Exercise inputs —
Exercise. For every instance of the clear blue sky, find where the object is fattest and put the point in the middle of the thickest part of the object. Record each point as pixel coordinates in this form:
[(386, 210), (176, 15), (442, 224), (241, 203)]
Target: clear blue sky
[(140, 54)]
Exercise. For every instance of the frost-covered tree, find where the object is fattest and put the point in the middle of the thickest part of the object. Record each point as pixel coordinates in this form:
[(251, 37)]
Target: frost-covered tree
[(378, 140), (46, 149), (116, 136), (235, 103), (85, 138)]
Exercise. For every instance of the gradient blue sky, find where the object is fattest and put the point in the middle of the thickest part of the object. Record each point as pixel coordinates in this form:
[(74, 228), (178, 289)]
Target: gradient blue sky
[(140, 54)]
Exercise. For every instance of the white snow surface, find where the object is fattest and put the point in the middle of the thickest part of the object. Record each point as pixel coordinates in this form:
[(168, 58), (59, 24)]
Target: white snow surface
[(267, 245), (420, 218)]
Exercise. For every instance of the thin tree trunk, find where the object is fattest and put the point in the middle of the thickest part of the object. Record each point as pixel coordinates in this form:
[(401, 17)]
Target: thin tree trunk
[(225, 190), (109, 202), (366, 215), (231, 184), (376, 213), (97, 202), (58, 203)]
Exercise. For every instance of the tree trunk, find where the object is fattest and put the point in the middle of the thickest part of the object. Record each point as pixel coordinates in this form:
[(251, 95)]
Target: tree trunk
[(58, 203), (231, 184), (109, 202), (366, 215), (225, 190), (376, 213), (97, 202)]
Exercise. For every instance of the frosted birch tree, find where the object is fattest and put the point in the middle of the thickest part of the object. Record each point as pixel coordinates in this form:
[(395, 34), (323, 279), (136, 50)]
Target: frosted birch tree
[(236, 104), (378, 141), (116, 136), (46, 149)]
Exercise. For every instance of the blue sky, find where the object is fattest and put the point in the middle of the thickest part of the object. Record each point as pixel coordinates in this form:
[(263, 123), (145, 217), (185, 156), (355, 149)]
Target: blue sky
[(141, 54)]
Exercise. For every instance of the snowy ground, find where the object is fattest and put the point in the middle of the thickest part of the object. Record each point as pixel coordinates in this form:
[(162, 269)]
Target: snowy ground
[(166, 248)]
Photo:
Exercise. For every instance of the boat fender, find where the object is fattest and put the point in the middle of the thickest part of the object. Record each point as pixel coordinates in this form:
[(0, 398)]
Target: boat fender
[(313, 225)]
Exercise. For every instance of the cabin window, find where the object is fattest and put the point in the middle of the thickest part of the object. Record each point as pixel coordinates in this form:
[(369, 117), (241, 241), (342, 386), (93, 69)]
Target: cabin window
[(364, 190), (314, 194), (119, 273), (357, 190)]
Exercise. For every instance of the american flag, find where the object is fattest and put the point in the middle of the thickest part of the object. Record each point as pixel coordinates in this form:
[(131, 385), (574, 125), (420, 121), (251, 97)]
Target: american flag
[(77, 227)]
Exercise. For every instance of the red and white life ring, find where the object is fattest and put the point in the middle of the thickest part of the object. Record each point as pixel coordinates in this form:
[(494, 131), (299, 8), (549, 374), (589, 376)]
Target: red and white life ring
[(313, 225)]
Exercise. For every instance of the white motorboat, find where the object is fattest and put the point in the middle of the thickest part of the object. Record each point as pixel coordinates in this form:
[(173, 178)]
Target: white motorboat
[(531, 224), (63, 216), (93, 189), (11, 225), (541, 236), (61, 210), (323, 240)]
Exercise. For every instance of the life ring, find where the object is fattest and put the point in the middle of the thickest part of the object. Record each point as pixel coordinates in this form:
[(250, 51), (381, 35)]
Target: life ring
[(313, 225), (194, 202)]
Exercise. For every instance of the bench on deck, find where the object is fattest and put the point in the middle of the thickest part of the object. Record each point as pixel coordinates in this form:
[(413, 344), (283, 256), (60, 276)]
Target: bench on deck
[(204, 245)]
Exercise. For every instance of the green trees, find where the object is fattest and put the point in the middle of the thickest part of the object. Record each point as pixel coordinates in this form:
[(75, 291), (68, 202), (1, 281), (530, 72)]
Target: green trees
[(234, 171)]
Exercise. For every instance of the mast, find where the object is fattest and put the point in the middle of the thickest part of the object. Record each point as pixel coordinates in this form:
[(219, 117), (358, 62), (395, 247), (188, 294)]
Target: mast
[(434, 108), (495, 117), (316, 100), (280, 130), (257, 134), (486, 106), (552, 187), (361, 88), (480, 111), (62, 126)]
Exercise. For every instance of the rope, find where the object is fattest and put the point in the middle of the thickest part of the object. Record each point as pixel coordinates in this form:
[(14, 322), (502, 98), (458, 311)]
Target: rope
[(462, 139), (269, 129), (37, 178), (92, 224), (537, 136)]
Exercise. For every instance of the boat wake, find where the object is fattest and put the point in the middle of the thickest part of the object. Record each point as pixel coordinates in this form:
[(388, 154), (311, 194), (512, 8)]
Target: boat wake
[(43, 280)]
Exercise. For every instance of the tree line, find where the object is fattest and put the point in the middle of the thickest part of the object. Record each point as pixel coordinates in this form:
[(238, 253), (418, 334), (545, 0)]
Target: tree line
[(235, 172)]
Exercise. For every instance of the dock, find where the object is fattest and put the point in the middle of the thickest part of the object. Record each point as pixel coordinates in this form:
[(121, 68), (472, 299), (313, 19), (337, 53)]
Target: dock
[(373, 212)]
==
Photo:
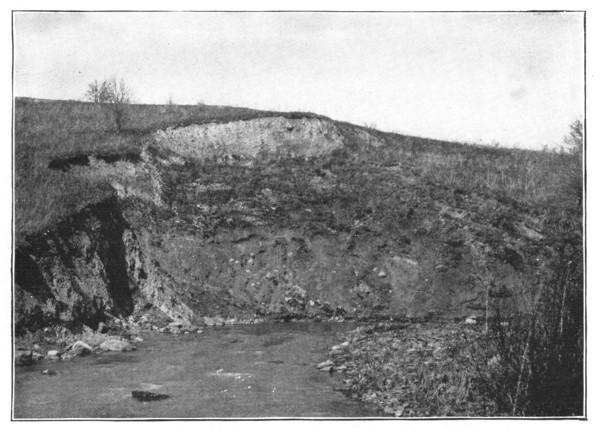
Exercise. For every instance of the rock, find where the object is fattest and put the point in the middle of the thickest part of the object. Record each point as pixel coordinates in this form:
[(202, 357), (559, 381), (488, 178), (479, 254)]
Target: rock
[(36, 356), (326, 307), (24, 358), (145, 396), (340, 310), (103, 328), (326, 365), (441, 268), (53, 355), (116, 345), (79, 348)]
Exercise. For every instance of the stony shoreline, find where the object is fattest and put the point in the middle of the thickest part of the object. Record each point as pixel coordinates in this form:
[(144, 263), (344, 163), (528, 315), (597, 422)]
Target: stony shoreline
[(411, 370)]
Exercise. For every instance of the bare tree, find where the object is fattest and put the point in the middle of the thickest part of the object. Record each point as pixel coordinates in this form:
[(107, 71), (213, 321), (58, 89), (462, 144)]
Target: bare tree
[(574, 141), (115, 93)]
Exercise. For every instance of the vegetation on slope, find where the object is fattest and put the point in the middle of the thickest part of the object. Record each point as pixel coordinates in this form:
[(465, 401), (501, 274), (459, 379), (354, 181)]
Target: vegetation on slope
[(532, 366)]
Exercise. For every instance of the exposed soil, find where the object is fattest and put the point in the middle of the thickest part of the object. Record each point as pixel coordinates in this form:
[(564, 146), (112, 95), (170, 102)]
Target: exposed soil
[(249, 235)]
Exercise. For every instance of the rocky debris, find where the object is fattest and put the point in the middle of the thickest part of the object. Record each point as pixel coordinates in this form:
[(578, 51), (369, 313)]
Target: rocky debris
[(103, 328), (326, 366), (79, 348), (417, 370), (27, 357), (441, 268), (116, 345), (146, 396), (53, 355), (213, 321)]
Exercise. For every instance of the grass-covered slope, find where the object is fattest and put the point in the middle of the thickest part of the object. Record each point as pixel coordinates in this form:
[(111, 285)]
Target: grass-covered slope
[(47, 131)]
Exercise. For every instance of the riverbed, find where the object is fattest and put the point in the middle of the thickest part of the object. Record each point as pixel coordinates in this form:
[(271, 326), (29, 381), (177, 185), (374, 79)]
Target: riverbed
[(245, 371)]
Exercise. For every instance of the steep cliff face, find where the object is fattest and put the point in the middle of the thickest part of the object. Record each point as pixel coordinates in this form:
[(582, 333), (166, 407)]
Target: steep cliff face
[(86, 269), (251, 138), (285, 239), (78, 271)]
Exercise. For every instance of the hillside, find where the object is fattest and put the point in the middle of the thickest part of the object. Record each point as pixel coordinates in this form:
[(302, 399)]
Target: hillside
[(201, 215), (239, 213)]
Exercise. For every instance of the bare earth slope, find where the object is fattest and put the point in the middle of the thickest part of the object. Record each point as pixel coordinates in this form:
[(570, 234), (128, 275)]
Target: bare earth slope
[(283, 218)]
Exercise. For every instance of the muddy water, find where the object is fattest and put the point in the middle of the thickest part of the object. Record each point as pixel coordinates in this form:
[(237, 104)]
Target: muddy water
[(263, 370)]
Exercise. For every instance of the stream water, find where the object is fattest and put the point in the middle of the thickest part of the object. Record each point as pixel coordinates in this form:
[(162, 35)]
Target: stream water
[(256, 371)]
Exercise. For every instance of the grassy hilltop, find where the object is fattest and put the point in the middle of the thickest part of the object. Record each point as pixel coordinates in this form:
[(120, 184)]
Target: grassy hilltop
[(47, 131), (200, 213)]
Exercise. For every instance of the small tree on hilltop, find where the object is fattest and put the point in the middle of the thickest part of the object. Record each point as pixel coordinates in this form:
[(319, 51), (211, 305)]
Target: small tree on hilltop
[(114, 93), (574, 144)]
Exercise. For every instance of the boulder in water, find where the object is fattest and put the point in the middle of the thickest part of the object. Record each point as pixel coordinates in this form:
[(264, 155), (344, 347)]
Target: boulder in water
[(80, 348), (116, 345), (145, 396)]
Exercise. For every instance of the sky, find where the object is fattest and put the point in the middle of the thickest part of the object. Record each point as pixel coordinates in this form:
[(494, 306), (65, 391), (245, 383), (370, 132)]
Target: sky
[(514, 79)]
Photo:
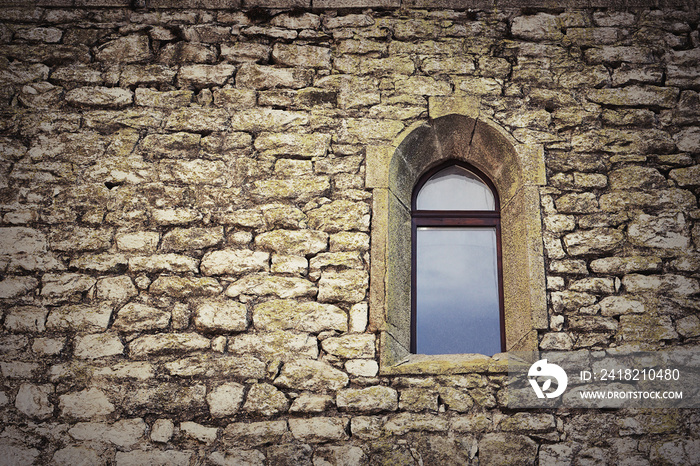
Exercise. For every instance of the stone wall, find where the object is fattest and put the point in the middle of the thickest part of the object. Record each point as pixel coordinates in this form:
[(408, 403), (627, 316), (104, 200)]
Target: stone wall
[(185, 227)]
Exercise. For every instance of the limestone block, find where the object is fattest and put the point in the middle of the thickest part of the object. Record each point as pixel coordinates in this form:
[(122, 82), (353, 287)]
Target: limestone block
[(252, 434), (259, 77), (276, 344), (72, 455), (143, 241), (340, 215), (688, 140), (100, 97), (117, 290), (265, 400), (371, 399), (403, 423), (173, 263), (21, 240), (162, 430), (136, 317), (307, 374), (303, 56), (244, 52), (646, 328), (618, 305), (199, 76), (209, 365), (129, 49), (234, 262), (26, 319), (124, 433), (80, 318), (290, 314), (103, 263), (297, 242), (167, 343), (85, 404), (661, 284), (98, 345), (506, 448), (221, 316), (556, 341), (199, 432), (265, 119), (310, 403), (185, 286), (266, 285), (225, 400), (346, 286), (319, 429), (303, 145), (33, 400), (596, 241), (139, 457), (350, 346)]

Stated exercise — Quote the lines of the records word for word, starting with the line that contains "Exercise. For every instance of the sky, find" and going on through the line that contains "[(514, 79)]".

Reply to the task —
Exercise. For every instance of the sky, find where the object is fattest and put the point in the middle of the thickest part of the object. Record each point as pixel coordinates in this form:
[(494, 306), (65, 391), (245, 383), (370, 132)]
Target: sky
[(514, 79)]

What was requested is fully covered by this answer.